Task description:
The records below hold pictures; please leave those out and retype the rest exactly.

Records provided:
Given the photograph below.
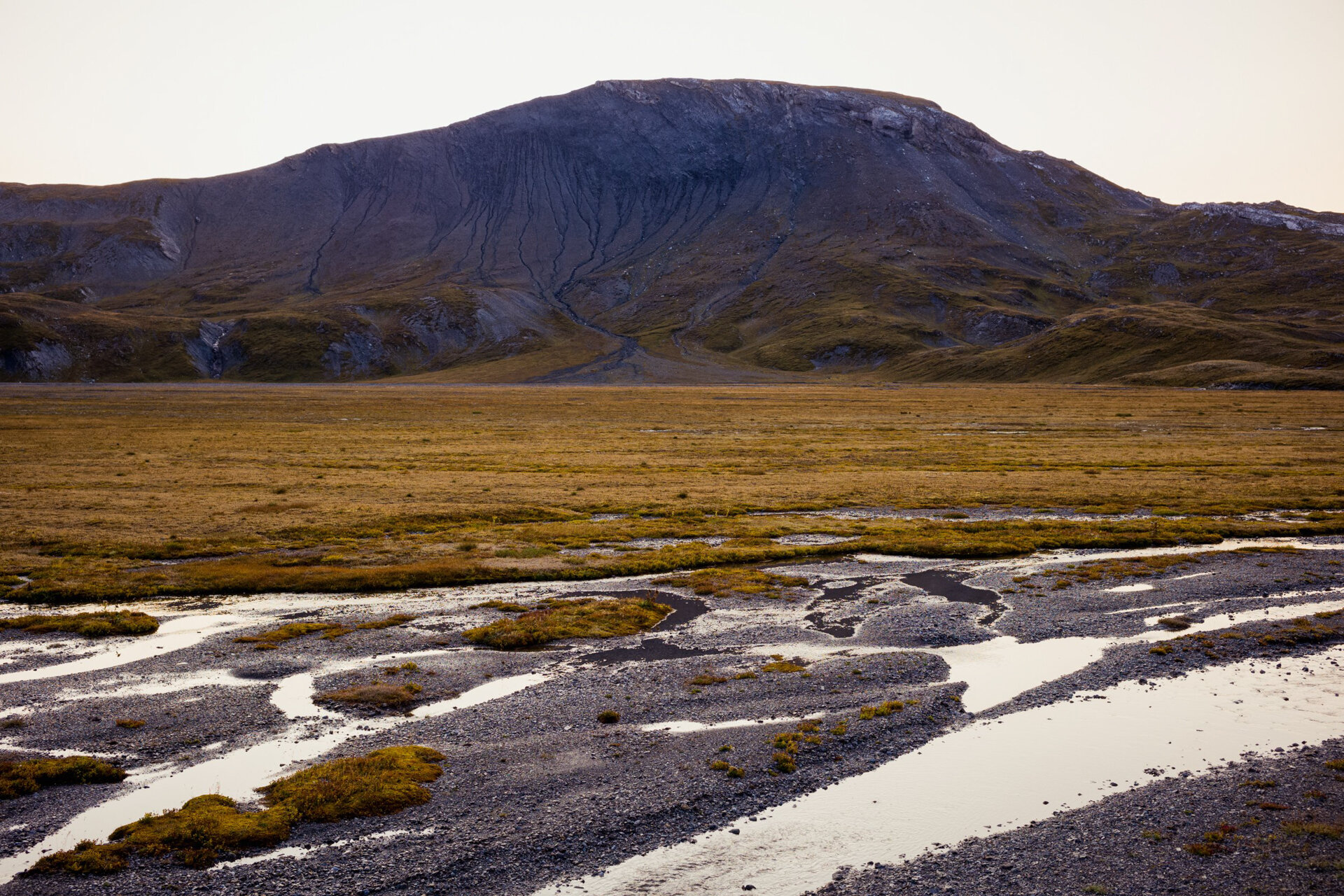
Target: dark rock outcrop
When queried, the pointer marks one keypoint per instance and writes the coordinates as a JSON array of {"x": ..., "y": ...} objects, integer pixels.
[{"x": 671, "y": 230}]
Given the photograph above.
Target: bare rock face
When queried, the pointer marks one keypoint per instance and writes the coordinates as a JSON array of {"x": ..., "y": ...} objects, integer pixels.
[{"x": 668, "y": 230}]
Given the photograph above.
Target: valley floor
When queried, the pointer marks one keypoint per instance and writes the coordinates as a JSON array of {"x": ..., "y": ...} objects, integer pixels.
[{"x": 538, "y": 792}]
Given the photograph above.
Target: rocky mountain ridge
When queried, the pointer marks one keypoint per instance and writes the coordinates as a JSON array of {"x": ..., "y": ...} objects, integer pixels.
[{"x": 667, "y": 232}]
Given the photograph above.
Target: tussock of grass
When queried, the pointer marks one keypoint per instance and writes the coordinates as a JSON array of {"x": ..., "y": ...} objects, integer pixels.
[
  {"x": 1313, "y": 830},
  {"x": 580, "y": 618},
  {"x": 30, "y": 776},
  {"x": 503, "y": 606},
  {"x": 378, "y": 520},
  {"x": 90, "y": 625},
  {"x": 375, "y": 695},
  {"x": 381, "y": 783},
  {"x": 741, "y": 582},
  {"x": 327, "y": 630},
  {"x": 86, "y": 858}
]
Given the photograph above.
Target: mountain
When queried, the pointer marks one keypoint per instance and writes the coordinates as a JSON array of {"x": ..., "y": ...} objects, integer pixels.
[{"x": 668, "y": 232}]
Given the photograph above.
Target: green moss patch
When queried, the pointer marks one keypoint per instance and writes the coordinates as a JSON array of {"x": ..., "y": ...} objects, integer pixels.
[
  {"x": 375, "y": 695},
  {"x": 29, "y": 777},
  {"x": 381, "y": 783},
  {"x": 90, "y": 625},
  {"x": 723, "y": 582},
  {"x": 580, "y": 618}
]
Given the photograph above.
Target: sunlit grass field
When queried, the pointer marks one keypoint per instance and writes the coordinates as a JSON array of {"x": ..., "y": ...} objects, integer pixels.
[{"x": 332, "y": 488}]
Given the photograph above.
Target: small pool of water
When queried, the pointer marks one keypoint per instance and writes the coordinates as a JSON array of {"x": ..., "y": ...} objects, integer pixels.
[
  {"x": 686, "y": 727},
  {"x": 239, "y": 771}
]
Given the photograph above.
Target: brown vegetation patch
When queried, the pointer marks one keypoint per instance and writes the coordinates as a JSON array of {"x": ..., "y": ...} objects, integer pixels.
[
  {"x": 30, "y": 776},
  {"x": 90, "y": 625},
  {"x": 327, "y": 630},
  {"x": 394, "y": 496},
  {"x": 738, "y": 582}
]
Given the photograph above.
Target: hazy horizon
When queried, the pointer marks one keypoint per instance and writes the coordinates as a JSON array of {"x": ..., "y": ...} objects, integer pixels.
[{"x": 1187, "y": 101}]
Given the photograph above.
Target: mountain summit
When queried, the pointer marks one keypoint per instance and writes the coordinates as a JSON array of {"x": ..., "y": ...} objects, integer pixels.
[{"x": 668, "y": 232}]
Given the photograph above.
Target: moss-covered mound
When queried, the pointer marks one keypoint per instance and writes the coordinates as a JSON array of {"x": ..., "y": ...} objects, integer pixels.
[
  {"x": 29, "y": 777},
  {"x": 375, "y": 695},
  {"x": 90, "y": 625},
  {"x": 581, "y": 618},
  {"x": 381, "y": 783}
]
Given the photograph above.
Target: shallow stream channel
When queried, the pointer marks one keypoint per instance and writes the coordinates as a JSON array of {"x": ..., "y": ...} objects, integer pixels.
[{"x": 945, "y": 700}]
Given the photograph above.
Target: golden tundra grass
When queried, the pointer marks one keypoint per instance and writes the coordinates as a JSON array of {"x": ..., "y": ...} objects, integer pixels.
[
  {"x": 379, "y": 783},
  {"x": 372, "y": 486}
]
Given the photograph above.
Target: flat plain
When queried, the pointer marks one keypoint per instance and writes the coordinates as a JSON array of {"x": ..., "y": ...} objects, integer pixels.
[{"x": 339, "y": 488}]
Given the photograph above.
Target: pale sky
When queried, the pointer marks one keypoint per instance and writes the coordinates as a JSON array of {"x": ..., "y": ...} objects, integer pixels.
[{"x": 1183, "y": 99}]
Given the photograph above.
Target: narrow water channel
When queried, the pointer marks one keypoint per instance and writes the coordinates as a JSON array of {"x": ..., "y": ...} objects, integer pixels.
[{"x": 997, "y": 774}]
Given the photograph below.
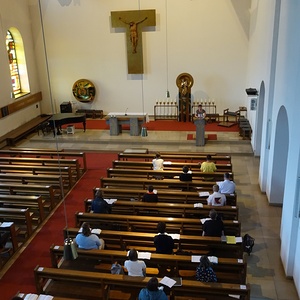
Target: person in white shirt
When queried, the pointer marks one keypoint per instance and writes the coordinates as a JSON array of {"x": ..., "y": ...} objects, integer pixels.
[
  {"x": 227, "y": 186},
  {"x": 216, "y": 198},
  {"x": 133, "y": 266},
  {"x": 158, "y": 163}
]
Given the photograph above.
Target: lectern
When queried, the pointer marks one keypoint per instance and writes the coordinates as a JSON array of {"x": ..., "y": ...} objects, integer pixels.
[{"x": 200, "y": 131}]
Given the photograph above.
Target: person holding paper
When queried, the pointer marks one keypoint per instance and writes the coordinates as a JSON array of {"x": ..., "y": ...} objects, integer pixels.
[
  {"x": 99, "y": 205},
  {"x": 133, "y": 266},
  {"x": 204, "y": 271},
  {"x": 150, "y": 196},
  {"x": 87, "y": 240},
  {"x": 227, "y": 186},
  {"x": 216, "y": 198},
  {"x": 164, "y": 243},
  {"x": 214, "y": 226},
  {"x": 152, "y": 292}
]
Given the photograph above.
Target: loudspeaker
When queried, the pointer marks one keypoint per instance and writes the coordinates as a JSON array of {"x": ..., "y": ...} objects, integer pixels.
[{"x": 252, "y": 92}]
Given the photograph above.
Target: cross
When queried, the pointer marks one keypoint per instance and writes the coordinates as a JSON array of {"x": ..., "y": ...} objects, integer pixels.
[{"x": 134, "y": 21}]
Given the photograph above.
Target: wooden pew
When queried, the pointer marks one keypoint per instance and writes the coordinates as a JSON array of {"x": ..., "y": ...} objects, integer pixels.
[
  {"x": 73, "y": 163},
  {"x": 143, "y": 183},
  {"x": 231, "y": 270},
  {"x": 11, "y": 228},
  {"x": 34, "y": 203},
  {"x": 65, "y": 172},
  {"x": 185, "y": 158},
  {"x": 67, "y": 283},
  {"x": 21, "y": 217},
  {"x": 168, "y": 209},
  {"x": 164, "y": 195},
  {"x": 174, "y": 166},
  {"x": 47, "y": 191},
  {"x": 53, "y": 153},
  {"x": 150, "y": 174},
  {"x": 143, "y": 241},
  {"x": 149, "y": 223}
]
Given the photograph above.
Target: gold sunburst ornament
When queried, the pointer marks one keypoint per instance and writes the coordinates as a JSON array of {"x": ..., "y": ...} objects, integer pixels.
[{"x": 84, "y": 90}]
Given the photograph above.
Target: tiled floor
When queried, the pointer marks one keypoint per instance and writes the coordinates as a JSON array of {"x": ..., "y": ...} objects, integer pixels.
[{"x": 265, "y": 271}]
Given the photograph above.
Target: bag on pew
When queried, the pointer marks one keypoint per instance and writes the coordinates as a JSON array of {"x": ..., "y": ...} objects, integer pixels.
[{"x": 248, "y": 243}]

Written response:
Given the photograph below.
Target: dark rock outcrop
When queried, the pointer marks one keypoint per instance and writes the coordinates as a JSON array of {"x": ..., "y": ...} objects, integer pixels.
[{"x": 671, "y": 230}]
Given the photograph above.
Target: bare rock face
When queried, the pointer marks one keypoint per instance and writes the coordinates as a JSON array of {"x": ..., "y": ...} objects, integer pixels.
[{"x": 668, "y": 230}]
Given the photograph above.
Target: valley floor
When queried, the pointer marks one keypoint per instance and writes the coordinates as a JSON array of {"x": ..., "y": ...} objects, integer pixels.
[{"x": 538, "y": 792}]
Given the photograph above.
Target: rocky mountain ridge
When queried, the pointer marks one keypoint per instance and writes the coordinates as a JSON array of {"x": ..., "y": ...} objects, integer pixels.
[{"x": 667, "y": 232}]
Given the photograph above.
Target: tussock of grass
When queried, the pointer marks one keypoint per instance and writes the coordinates as a JSON array of {"x": ..., "y": ...} objects, integer pixels.
[
  {"x": 1313, "y": 830},
  {"x": 580, "y": 618},
  {"x": 30, "y": 776},
  {"x": 503, "y": 606},
  {"x": 378, "y": 520},
  {"x": 90, "y": 625},
  {"x": 375, "y": 695},
  {"x": 381, "y": 783},
  {"x": 741, "y": 582},
  {"x": 327, "y": 630},
  {"x": 86, "y": 858}
]
Given the photograph above.
Target: mountain
When queried, the pointer marks one keypoint per instance and writes the coordinates as a JSON array of {"x": ..., "y": ...} objects, integer pixels.
[{"x": 668, "y": 232}]
Given the photograph above.
Target: green moss patch
When queried, the pointer marks one keypoint per instance and writes the coordinates as a JSON array of {"x": ..., "y": ...} objects, integer pixels.
[
  {"x": 375, "y": 695},
  {"x": 29, "y": 777},
  {"x": 381, "y": 783},
  {"x": 90, "y": 625},
  {"x": 723, "y": 582},
  {"x": 580, "y": 618}
]
Given the photograph above.
Target: sunlit grass field
When queried, the pointer marks one keypoint per instance and writes the coordinates as a JSON array of {"x": ..., "y": ...} objects, integer pixels.
[{"x": 332, "y": 488}]
Given the photograph above.
Target: small pool of water
When queried, the pointer marks one keypoint per instance and writes the coordinates as a JSON array of {"x": ..., "y": ...} objects, integer pixels.
[
  {"x": 686, "y": 727},
  {"x": 239, "y": 771}
]
Given the photograph above.
Target: brown vegetation patch
When queried, the pointer marks one keypoint per instance and writes the coordinates as a JSON array of {"x": ..., "y": ...} objects, integer pixels.
[
  {"x": 30, "y": 776},
  {"x": 90, "y": 625},
  {"x": 327, "y": 630},
  {"x": 394, "y": 496},
  {"x": 738, "y": 582}
]
Given the photograph above.
Target: hazy horizon
When queried, the pointer marks one keypoint per instance and writes the coordinates as a JSON array of {"x": ..., "y": ...} objects, integer pixels.
[{"x": 1187, "y": 101}]
Given the photograph above.
Target: mountain summit
When queried, the pointer marks one keypoint per instance and writes the coordinates as a JSON array of {"x": ..., "y": ...} objects, integer pixels.
[{"x": 668, "y": 232}]
Given the photograph above.
Target: moss-covered mound
When queried, the pointer marks one keypoint per instance and writes the coordinates as a JSON array of {"x": ..., "y": ...} objects, integer pixels.
[
  {"x": 29, "y": 777},
  {"x": 375, "y": 695},
  {"x": 90, "y": 625},
  {"x": 581, "y": 618},
  {"x": 381, "y": 783}
]
Given the photograph above.
Target: shallow stream channel
When queried, the pointer marks one keypoint per instance and writes the coordinates as a JSON array of {"x": ..., "y": ...} objects, integer pixels.
[{"x": 945, "y": 700}]
Given the photograph above.
Target: golden tundra grass
When queried, the pointer marks one keypoint per instance and writes the coordinates as a JSON array of {"x": ..., "y": ...} objects, integer pixels.
[
  {"x": 379, "y": 783},
  {"x": 372, "y": 486}
]
Given the photograph above.
Target: flat plain
When queried, the pointer marks one keypoint per instance and writes the coordinates as a JSON array of {"x": ..., "y": ...} objects, integer pixels.
[{"x": 339, "y": 488}]
Given the photograph above.
Target: pale sky
When queried, the pointer marks one keypoint per instance and writes the coordinates as a JSON array of {"x": ..., "y": ...} objects, integer pixels.
[{"x": 1183, "y": 99}]
Given the photograph above.
Target: narrow water channel
When queried, the pointer marks one keypoint per instance and writes the coordinates as a JSON array of {"x": ..., "y": ...} objects, integer pixels.
[{"x": 997, "y": 774}]
Given the photograph below.
Target: person in white shirt
When queried, the pointer marks one keypoint per instance and writes the coordinates as a JSON array of {"x": ..., "y": ...} objects, integer pixels.
[
  {"x": 227, "y": 186},
  {"x": 216, "y": 198},
  {"x": 133, "y": 266},
  {"x": 158, "y": 163}
]
Given the photograph above.
Target: lectern
When queried, the pointer marks one keypoint per instance and writes the coordinates as a JSON array of {"x": ..., "y": ...} objects, integer pixels.
[{"x": 200, "y": 131}]
Given the photograph above.
Target: person holding paper
When queried, the pointer marks one keypoint per instance and writes the coordinates as a JSON array of {"x": ..., "y": ...} objects, integer pixels.
[
  {"x": 99, "y": 205},
  {"x": 133, "y": 266},
  {"x": 204, "y": 271},
  {"x": 150, "y": 196},
  {"x": 87, "y": 240},
  {"x": 227, "y": 186},
  {"x": 216, "y": 198},
  {"x": 164, "y": 243},
  {"x": 214, "y": 226},
  {"x": 152, "y": 292}
]
Given the photograph above.
Target: loudspeaker
When queried, the pointer marks one keypoint per instance and writes the coordinates as a JSON array of {"x": ..., "y": ...} objects, integer pixels.
[{"x": 252, "y": 92}]
Given the photograph above.
Target: cross
When queried, the pointer marks one keypoint per instance and writes the coordinates as a JSON array of {"x": ..., "y": ...} objects, integer pixels.
[{"x": 134, "y": 21}]
Given the photograph above.
Target: wooden pew
When queried, the pointer marks one keypoint per instance and writes the coordinates as a JSON array of {"x": ..., "y": ...} objects, integer pixels.
[
  {"x": 73, "y": 163},
  {"x": 143, "y": 183},
  {"x": 231, "y": 270},
  {"x": 11, "y": 228},
  {"x": 34, "y": 203},
  {"x": 65, "y": 172},
  {"x": 185, "y": 158},
  {"x": 67, "y": 283},
  {"x": 21, "y": 217},
  {"x": 168, "y": 209},
  {"x": 164, "y": 195},
  {"x": 174, "y": 166},
  {"x": 47, "y": 191},
  {"x": 53, "y": 153},
  {"x": 150, "y": 174},
  {"x": 143, "y": 241},
  {"x": 149, "y": 223}
]
Given the photograph above.
Target: gold sunburst ornament
When queried, the pointer marks one keypoint per instance and writes the coordinates as a JSON array of {"x": ..., "y": ...} objects, integer pixels.
[{"x": 84, "y": 90}]
Given the photograph above.
Target: tiled floor
When queried, the pointer marks one keypoint per instance and writes the coordinates as a JSON array of {"x": ..., "y": ...} objects, integer pixels.
[{"x": 265, "y": 271}]
Given the photograph above.
Target: bag on pew
When queried, the pointer marks one keypoint per instance and writes the coordinates as a JSON array of {"x": ..., "y": ...} objects, integer pixels.
[{"x": 248, "y": 243}]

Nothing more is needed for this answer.